* Extrait de page *
__________________________________________________

C. Evolutions sur le fonctionnement de la SCP

1) Décisions collectives

12. Décisions prises nécessairement en assemblée. On formulera là encore un regret, tenant au fait que le décret du 14 août 2024 a fait le choix de maintenir l’assemblée comme seul mode de prise de décision par les associés, en délaissant la consultation écrite, alors que celle-ci pourra très prochainement se faire par voie électronique dans les sociétés civiles de droit commun[34], et l’acte unanime des associés. Comme la loi du 29 novembre 1966 avant elle, l’ordonnance n° 2023-77 du 8 février 2023 laissait au décret particulier à chaque profession la liberté de déterminer « le mode de consultation des associés », et il ne nous apparaît pas que le singulier empêchait de prévoir des modes alternatifs. On peut estimer qu’il est préférable que les associés d’une SCP d’avocats se réunissent en assemblée, mais il faut encore souligner que la participation par visio-conférence ou par d’autres moyens de télécommunication n’est pas prévue et n’est donc pas autorisée.

__________________________________________________

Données
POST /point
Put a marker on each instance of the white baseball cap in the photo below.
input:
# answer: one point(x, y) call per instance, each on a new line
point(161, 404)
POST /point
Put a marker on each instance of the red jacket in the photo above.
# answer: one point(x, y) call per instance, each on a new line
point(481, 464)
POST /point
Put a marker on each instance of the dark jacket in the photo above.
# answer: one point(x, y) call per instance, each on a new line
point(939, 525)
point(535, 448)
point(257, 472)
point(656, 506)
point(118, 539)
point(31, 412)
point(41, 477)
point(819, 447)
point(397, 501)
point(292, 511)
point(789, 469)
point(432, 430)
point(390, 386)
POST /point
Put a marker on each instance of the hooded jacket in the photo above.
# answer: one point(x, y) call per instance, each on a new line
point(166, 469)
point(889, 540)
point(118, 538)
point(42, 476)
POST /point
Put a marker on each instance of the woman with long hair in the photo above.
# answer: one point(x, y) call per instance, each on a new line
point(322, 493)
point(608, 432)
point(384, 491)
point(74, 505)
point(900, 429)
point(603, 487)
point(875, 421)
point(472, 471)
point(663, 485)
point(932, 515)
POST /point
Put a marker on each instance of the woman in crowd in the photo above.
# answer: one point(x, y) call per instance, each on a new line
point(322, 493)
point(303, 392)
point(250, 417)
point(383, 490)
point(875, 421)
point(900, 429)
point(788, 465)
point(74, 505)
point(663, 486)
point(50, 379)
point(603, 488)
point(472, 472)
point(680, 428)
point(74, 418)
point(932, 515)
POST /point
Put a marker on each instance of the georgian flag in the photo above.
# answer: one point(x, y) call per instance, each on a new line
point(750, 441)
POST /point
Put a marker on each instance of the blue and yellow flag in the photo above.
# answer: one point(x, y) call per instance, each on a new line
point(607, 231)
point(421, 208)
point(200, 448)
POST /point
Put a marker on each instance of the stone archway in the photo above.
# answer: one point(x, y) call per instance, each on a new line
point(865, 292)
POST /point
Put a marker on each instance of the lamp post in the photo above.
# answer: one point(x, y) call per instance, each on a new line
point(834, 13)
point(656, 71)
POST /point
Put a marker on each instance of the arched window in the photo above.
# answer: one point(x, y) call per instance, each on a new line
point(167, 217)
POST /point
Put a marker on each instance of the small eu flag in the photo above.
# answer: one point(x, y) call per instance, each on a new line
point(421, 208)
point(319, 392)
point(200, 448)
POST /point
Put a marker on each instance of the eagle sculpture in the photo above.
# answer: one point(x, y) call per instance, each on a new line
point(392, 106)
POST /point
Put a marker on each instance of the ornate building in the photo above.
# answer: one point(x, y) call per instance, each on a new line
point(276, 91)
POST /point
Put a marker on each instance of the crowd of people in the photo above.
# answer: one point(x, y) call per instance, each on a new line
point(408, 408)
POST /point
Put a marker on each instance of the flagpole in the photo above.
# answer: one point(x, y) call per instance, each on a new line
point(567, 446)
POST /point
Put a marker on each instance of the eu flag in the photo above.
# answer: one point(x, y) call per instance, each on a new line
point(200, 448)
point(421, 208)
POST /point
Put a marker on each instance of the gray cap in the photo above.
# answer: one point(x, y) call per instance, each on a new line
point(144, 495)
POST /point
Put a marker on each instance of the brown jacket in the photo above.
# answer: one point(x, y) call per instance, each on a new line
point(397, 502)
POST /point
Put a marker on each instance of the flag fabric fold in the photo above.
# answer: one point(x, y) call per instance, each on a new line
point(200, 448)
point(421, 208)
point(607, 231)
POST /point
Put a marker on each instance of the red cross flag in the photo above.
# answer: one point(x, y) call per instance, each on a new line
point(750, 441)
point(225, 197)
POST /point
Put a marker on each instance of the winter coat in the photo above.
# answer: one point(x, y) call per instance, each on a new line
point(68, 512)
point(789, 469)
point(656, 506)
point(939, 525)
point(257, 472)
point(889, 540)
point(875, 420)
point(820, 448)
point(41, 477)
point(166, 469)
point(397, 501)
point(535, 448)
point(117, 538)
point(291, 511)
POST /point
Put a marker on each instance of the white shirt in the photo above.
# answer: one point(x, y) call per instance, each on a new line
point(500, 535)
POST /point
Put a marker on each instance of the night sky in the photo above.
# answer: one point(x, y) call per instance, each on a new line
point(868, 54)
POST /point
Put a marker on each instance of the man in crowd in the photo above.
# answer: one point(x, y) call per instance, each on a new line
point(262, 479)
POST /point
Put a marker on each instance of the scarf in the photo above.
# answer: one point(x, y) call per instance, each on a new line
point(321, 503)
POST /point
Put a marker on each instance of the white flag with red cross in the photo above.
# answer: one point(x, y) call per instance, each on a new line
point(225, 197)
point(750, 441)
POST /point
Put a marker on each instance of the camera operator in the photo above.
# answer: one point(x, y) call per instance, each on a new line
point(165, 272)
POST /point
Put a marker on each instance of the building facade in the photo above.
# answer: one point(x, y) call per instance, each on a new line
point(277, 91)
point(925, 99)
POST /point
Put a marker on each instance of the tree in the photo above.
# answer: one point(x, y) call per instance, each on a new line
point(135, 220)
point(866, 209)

__________________________________________________

* Consignes *
1/ Résumez en deux phrases l’extrait sur les décisions collectives en SCP.
2/ D’après l’extrait sur les décisions collectives en SCP, quel texte a choisi de maintenir l’assemblée comme seul mode de prise de décision par les associés ?

* Réponses *
1/ Le décret du 14 août 2024 maintient l’assemblée comme seul mode de prise de décision des associés, en délaissant la consultation écrite et l’acte unanime, ce que le texte regrette puisque l’ordonnance du 8 février 2023 laissait au décret la liberté de déterminer le mode de consultation. La participation par visio-conférence ou par d’autres moyens de télécommunication n’est pas prévue et n’est donc pas autorisée.

2/ Le décret du 14 août 2024.